§ Texte fourni
○ ○ ○ ○ ○
4. Seules les mères sont touchées par la dépression
Quelques mots d’une mère, sur l’état psychologique de son mari, après la naissance de leurs fils :
Anonyme
Un papa qui se met en retrait, un papa qui n’arrive pas à s’occuper de son bébé ou qui a des variations d’humeur importante peut également souffrir de dépression. Si ces signes sont repérés, il faut en parler, consulter. La dépression n’est pas réservée aux mères et peut très bien toucher le père, concomitamment à la mère ou non.
5. La dépression post-partum arrive immédiatement après la naissance
La dépression post partum peut toucher la mère et/ou le père dans l’année de naissance de l’enfant. Il n’y a pas de moment précis pour que la maladie survienne. Il est important de distinguer le « baby blues » de la DPP. Le “baby blues” peut être ressenti jusqu’au dixième jour suivant l’accouchement. C’est une période de légère tristesse qui disparaît rapidement.
Les sentiments éprouvés lors d’une dépression sont eux bien plus sévères et se manifestent par des symptômes progressifs : manque d’énergie, perte de plaisir, pensées négatives, l’hypervigilance troubles du sommeil. Ils ne s’estompent pas en deux semaines et doivent amener à consulter. Les professionnels de santé sont de plus en plus formés à détecter les signes d’une DPP lors des visites postnatales ou lors de rdv pour le bébé.
Un tiers des dépressions périnatales débutent au dernier trimestre de grossesse, et elles peuvent survenir jusqu’au 1 an de l’enfant. Contrairement au Baby Blues, réaction non pathologique courante qui survient autour du 3ème jour après la naissance, avec une instabilité forte des émotions et de leur intensité, et qui disparaît en 48h, après la chute hormonale de la fin de grossesse, la dépression du post partum va s’inscrire dans la durée, avec des symptômes ressentis pendant au moins 15 jours d’affilée.
○ ○ ○ ○ ○
§ Données d'entrée

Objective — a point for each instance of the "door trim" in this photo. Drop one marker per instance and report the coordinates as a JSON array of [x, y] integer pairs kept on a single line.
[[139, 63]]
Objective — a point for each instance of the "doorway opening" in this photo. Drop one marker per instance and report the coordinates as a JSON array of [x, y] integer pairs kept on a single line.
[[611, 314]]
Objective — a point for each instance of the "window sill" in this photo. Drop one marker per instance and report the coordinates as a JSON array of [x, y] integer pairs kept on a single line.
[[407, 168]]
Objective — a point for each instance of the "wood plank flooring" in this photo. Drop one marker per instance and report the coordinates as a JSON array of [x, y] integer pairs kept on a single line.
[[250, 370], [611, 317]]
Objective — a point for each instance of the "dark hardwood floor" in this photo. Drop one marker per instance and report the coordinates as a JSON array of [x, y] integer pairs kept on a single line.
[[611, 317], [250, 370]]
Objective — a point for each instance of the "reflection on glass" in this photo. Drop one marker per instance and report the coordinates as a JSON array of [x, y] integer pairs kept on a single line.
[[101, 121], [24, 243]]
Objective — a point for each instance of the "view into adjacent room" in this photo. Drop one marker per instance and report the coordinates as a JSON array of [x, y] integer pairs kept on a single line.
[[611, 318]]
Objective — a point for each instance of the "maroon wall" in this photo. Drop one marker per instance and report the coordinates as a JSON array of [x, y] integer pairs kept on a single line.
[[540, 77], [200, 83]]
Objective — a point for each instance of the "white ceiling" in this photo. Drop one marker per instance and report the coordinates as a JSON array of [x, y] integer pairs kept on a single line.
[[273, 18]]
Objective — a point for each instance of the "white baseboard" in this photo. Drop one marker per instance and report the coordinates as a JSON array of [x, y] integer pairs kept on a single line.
○ ○ ○ ○ ○
§ Questions d'étude
[A] D'après le texte sur la dépression post-partum, quelle part des dépressions périnatales débute au dernier trimestre de grossesse ?
[B] Relevez tous les signes qui, selon le texte sur la dépression post-partum, peuvent indiquer qu'un papa souffre de dépression.
[C] Rédigez la suite du texte sur la dépression post-partum après sa dernière phrase.

§ Réponses fournies
[A] Un tiers des dépressions périnatales débutent au dernier trimestre de grossesse.

[B]
- Il se met en retrait.
- Il n'arrive pas à s'occuper de son bébé.
- Il a des variations d'humeur importantes.

[C]
6. Si je suis en dépression je vais forcément être triste et laisser mon bébé de côté
L’état dépressif est propre à chaque individu, la personne touchée par la maladie peut autant être couchée dans son lit que donner l’image d’aller bien. Il faut savoir que la DPP ne se manifeste pas de la même manière chez toutes les mamans. Malgré leur détresse, certaines mères continuent à très bien s’occuper de leur bébé, même si elles sont émotionnellement détachées ou submergées. A contrario, certaines vont se surinvestir et devenir excessivement protectrice envers leur bébé.
Il n’y a pas lien direct entre la dépression et le fait de laisser son bébé de côté, les troubles se manifestent de façon différente pour chaque mère et sont d’intensité différente. Une mère pourra continuer à s’occuper de son bébé et être incapable de prendre une douche, une autre ne pourra plus quitter son lit, une autre encore pourra être totalement apte à tout réaliser et ne parviendra pas à s’occuper de son enfant. La tristesse liée à la dépression n’est pas synonyme de négligence envers le bébé.
Chaque femme est impactée différemment. Comprendre qu’il y a une multitude de réactions dans la DPP permet de mieux identifier et soutenir les mères qui en souffrent.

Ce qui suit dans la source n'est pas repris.